*** Opening DATA EXCERPTS ***

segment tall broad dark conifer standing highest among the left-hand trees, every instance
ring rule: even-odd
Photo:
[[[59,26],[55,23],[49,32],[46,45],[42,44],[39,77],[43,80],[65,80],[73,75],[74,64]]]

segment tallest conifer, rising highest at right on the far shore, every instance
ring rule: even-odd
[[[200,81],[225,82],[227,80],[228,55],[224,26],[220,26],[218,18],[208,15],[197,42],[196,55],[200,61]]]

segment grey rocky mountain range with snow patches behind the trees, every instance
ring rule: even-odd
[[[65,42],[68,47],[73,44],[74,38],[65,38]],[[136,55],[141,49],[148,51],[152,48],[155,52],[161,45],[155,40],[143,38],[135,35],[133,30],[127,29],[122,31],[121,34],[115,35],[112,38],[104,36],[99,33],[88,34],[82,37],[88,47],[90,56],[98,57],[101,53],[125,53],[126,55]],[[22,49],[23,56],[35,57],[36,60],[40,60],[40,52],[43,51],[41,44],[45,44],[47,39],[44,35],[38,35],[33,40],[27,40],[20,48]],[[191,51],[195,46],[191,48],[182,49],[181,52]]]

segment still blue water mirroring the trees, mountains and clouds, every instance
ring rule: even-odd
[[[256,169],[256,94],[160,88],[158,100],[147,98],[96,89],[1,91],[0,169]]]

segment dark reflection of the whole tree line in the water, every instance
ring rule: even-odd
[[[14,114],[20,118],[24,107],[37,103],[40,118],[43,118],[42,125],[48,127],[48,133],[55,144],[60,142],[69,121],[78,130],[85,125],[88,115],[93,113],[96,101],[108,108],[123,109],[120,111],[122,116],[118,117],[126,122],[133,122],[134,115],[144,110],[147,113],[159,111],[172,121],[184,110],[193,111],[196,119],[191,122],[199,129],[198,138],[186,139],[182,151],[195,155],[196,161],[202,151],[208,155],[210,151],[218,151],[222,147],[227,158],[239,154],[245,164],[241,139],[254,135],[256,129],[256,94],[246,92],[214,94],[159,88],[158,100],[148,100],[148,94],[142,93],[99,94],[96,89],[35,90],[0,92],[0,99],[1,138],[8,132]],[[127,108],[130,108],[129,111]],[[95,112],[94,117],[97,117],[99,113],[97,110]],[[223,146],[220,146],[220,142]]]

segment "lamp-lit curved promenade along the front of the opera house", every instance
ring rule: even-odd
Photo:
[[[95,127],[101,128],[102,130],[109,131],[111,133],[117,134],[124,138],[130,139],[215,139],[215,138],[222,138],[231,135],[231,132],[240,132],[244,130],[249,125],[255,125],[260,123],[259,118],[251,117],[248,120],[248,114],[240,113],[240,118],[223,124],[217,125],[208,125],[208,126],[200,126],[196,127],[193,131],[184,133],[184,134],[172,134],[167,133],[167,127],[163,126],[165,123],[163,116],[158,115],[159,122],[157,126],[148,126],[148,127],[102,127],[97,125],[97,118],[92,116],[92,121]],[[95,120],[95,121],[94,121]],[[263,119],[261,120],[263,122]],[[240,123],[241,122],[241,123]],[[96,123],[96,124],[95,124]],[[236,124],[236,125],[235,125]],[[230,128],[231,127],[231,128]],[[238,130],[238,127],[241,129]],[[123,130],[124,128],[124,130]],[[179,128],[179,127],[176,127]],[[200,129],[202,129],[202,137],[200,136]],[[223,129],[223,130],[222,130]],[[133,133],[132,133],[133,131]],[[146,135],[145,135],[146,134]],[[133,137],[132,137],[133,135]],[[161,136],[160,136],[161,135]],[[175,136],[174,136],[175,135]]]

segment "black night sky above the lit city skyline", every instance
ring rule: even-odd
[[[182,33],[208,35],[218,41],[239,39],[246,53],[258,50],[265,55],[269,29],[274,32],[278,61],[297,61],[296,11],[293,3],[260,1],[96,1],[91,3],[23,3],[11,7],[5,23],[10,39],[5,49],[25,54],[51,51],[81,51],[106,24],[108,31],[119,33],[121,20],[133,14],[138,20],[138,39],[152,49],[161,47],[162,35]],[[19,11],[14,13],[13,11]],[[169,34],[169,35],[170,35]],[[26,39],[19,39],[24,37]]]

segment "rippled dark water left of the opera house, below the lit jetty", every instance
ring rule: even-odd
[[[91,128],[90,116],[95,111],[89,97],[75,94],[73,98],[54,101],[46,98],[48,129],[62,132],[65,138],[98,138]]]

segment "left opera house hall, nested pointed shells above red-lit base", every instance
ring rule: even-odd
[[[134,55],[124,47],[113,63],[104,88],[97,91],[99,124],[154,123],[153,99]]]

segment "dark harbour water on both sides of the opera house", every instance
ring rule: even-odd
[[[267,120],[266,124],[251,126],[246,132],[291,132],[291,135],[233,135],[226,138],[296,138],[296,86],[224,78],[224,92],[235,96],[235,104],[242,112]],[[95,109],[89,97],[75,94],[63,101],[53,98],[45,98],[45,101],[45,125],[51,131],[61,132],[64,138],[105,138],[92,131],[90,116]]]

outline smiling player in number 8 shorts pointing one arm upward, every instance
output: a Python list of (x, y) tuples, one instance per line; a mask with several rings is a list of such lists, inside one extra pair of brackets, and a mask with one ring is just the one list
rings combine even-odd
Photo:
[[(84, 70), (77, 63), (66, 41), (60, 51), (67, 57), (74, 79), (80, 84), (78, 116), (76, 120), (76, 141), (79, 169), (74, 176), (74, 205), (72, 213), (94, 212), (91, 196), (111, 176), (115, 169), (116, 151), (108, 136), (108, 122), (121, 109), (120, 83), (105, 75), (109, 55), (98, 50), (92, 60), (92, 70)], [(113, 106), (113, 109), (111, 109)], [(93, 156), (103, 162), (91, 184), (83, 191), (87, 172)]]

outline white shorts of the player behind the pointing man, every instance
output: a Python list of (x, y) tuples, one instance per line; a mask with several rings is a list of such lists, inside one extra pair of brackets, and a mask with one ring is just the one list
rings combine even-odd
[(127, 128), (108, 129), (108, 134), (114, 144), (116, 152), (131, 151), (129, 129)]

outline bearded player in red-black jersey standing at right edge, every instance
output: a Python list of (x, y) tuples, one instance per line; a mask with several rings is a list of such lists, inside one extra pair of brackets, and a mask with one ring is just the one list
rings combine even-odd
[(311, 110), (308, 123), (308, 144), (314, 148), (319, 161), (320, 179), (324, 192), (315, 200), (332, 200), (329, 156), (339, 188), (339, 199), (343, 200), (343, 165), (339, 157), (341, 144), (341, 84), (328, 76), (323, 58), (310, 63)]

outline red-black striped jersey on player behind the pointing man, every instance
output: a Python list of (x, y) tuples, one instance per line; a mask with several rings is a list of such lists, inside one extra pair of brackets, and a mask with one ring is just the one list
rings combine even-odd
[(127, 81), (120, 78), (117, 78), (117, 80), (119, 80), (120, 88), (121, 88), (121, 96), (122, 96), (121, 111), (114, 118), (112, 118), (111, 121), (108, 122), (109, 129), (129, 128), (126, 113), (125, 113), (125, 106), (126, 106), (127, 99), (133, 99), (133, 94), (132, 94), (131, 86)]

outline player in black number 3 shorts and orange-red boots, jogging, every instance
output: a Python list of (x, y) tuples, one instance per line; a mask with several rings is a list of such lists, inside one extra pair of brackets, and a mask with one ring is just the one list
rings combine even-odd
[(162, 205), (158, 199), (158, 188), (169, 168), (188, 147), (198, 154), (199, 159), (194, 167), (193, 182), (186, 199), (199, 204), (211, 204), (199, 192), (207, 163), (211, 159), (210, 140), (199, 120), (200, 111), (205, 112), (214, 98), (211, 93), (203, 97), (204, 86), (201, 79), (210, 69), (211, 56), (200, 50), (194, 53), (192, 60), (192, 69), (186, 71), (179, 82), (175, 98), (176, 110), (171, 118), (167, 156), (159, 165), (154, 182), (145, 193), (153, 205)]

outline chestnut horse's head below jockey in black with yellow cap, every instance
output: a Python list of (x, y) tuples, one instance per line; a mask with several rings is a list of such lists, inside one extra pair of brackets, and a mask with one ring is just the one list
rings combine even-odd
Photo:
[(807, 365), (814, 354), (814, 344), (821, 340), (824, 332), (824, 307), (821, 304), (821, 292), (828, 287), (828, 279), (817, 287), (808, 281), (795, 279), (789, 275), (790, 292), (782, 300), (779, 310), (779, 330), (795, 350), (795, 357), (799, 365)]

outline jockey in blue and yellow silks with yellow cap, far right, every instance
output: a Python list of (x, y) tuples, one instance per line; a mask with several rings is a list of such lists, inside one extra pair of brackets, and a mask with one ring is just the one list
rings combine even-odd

*** Closing DATA EXCERPTS ***

• [TASK TO CARRY OUT]:
Which lines above hold the word "opera"? Copy each of them.

• [EXERCISE RESULT]:
segment "lamp-lit curved promenade along the front of the opera house", every instance
segment "rippled dark water left of the opera house, below the lit jetty", every instance
segment "left opera house hall, nested pointed shells above red-lit base", every instance
segment "dark harbour water on both sides of the opera house", every instance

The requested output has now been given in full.